_Exercise brief_: Gather every line in the listing below that contains the string "shirt", and copy each of those lines in full.
Start of Given information
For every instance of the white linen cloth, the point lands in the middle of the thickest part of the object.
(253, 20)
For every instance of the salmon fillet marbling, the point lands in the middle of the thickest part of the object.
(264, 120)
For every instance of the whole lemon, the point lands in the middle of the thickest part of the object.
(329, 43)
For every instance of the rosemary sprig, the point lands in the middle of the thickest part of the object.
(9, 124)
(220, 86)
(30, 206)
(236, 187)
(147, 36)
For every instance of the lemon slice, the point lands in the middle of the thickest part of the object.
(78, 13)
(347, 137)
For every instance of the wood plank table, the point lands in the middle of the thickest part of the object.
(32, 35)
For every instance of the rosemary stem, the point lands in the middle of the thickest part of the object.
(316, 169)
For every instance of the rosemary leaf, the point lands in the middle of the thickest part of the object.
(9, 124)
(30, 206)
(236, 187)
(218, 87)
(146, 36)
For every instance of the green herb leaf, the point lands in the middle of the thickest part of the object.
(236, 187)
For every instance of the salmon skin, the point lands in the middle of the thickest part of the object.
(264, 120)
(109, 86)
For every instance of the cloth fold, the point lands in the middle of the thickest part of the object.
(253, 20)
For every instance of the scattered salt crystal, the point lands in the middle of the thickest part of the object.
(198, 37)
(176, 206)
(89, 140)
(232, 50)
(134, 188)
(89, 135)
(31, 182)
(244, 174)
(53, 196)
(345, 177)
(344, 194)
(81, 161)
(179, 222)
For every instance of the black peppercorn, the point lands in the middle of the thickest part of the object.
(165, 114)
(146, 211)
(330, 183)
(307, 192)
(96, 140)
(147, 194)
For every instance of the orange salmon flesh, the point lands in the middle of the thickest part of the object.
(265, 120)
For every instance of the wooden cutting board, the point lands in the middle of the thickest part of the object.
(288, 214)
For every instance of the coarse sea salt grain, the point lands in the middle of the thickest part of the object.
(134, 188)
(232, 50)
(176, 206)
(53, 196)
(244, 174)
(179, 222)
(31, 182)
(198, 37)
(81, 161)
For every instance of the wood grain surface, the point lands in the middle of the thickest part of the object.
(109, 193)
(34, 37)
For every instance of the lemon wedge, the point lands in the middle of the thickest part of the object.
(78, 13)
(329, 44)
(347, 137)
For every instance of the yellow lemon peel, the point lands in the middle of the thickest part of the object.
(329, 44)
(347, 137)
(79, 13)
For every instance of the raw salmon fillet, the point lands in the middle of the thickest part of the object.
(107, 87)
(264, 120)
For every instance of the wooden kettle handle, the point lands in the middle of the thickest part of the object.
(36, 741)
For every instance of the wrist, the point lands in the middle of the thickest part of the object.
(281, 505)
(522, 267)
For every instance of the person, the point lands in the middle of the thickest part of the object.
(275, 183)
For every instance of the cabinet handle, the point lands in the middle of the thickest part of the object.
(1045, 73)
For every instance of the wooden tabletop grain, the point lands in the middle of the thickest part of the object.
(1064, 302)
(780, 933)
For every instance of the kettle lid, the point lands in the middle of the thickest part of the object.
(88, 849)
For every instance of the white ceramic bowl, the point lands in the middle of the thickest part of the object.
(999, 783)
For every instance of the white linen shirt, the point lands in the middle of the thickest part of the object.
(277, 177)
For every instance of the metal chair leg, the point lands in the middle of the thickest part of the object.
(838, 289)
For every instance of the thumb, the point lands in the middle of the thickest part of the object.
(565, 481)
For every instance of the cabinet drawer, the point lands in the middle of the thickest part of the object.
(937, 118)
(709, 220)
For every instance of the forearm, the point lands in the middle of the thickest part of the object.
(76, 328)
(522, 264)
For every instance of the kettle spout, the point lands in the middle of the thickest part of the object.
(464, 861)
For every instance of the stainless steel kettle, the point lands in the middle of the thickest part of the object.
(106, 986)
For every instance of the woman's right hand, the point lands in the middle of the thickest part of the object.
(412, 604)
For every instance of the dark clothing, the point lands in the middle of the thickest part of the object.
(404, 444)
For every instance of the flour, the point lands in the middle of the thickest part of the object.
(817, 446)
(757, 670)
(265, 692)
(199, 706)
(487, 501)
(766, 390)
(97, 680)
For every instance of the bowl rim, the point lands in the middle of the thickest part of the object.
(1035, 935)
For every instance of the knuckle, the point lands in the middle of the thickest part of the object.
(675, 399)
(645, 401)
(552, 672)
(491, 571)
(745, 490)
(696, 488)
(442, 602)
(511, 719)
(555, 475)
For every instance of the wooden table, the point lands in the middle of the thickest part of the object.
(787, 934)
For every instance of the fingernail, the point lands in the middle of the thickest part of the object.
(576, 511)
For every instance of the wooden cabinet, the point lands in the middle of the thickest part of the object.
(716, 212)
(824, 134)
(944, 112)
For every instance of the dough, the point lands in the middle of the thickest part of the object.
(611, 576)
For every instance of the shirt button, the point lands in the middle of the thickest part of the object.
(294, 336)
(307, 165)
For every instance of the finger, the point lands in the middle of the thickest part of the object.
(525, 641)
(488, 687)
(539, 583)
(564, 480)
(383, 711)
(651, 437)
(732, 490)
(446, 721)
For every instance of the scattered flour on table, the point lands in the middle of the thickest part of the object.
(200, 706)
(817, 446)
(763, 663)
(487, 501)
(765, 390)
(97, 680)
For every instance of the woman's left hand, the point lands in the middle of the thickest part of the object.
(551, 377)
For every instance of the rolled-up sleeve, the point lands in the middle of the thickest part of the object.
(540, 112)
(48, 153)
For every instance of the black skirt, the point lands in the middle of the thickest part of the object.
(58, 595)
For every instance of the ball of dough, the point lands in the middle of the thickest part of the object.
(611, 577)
End of Given information
Start of Given information
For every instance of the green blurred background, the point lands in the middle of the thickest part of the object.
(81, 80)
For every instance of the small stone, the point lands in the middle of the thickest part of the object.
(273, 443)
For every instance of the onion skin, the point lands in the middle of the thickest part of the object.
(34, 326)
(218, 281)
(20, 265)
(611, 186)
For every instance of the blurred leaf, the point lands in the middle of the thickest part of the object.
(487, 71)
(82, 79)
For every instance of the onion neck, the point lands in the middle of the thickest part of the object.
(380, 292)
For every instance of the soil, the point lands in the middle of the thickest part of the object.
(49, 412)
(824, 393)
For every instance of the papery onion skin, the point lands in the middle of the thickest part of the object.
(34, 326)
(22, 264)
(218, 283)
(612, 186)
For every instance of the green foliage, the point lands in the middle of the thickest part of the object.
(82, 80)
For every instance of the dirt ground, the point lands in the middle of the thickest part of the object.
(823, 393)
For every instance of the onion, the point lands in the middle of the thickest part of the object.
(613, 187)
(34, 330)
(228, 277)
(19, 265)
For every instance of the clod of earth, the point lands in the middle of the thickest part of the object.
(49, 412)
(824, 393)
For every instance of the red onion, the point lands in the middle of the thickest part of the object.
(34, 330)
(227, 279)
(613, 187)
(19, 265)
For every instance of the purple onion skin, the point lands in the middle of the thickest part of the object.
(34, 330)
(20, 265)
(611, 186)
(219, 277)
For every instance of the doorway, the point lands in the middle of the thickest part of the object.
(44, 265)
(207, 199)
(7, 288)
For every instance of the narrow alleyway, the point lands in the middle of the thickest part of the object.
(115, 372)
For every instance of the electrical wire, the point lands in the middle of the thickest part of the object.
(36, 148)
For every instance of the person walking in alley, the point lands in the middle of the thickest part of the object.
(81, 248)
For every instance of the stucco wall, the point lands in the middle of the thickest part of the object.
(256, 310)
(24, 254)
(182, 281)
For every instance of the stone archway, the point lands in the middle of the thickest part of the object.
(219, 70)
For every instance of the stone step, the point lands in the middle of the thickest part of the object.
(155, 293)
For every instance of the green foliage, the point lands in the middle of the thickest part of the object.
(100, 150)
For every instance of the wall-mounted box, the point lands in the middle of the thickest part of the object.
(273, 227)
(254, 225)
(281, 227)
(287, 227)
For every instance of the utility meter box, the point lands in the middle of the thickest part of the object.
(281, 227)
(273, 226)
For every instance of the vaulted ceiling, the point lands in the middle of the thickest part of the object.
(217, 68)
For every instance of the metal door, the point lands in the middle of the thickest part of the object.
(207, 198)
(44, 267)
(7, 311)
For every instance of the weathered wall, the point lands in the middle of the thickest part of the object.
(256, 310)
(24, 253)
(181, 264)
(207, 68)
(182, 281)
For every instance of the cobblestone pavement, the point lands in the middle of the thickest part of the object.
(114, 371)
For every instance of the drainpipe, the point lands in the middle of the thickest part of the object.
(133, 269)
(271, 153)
End of Given information
Start of Given information
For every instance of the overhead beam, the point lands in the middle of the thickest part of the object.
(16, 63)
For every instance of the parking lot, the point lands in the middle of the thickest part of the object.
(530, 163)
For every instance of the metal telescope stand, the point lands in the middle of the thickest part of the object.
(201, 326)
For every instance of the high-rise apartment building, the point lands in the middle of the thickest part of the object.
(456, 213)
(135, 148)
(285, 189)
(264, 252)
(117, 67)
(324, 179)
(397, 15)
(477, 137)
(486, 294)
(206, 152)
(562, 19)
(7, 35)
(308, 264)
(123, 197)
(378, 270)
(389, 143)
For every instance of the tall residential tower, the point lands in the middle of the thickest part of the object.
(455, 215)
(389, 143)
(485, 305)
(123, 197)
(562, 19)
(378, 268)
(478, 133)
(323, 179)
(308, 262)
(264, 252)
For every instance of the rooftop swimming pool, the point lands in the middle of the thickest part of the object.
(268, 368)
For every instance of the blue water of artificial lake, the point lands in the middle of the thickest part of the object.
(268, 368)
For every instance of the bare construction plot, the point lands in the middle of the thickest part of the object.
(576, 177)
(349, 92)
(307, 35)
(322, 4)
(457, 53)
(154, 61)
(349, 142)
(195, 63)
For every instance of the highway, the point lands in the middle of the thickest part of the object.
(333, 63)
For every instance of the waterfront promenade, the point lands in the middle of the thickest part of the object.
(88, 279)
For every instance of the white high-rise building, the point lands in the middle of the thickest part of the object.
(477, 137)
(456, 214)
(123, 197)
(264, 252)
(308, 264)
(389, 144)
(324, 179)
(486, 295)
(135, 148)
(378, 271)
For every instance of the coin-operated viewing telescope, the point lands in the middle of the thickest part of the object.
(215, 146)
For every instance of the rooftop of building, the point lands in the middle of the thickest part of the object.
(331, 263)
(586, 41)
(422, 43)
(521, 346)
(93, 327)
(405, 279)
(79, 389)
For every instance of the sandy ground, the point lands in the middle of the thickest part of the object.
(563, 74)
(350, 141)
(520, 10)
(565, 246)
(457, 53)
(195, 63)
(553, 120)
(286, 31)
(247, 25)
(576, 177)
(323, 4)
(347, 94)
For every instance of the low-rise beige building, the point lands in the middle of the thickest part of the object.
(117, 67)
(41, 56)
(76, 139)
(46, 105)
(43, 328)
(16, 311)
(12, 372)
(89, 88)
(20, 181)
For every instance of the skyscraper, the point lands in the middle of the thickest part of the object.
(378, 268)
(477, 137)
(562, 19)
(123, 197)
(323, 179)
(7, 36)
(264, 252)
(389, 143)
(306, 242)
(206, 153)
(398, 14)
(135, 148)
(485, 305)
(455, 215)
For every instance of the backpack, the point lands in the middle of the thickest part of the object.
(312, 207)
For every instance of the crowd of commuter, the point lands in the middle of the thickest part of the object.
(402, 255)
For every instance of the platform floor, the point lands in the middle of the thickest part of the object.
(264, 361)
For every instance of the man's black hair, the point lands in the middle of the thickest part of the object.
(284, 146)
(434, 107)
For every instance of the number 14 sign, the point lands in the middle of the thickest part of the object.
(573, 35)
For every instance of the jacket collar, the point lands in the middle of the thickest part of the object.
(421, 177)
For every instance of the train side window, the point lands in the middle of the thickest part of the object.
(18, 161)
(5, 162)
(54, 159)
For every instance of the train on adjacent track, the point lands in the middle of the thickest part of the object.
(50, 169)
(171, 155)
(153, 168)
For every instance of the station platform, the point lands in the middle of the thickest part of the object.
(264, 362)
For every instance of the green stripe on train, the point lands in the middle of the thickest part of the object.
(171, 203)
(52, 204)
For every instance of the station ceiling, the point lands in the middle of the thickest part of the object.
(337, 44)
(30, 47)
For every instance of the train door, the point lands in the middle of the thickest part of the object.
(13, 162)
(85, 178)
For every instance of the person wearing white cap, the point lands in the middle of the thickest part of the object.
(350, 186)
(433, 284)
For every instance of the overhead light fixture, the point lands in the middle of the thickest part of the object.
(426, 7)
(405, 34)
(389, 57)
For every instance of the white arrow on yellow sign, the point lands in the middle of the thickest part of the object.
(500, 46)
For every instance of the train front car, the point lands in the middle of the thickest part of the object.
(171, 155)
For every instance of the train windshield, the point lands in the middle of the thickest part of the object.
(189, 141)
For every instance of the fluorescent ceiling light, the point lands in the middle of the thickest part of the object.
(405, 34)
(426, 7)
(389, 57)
End of Given information
_The completed task_:
For every instance of the white linen shirt, the point lands in the middle of the thickest part of the object.
For every instance of the shirt button, the point lands in the middle of the thickest part of the object.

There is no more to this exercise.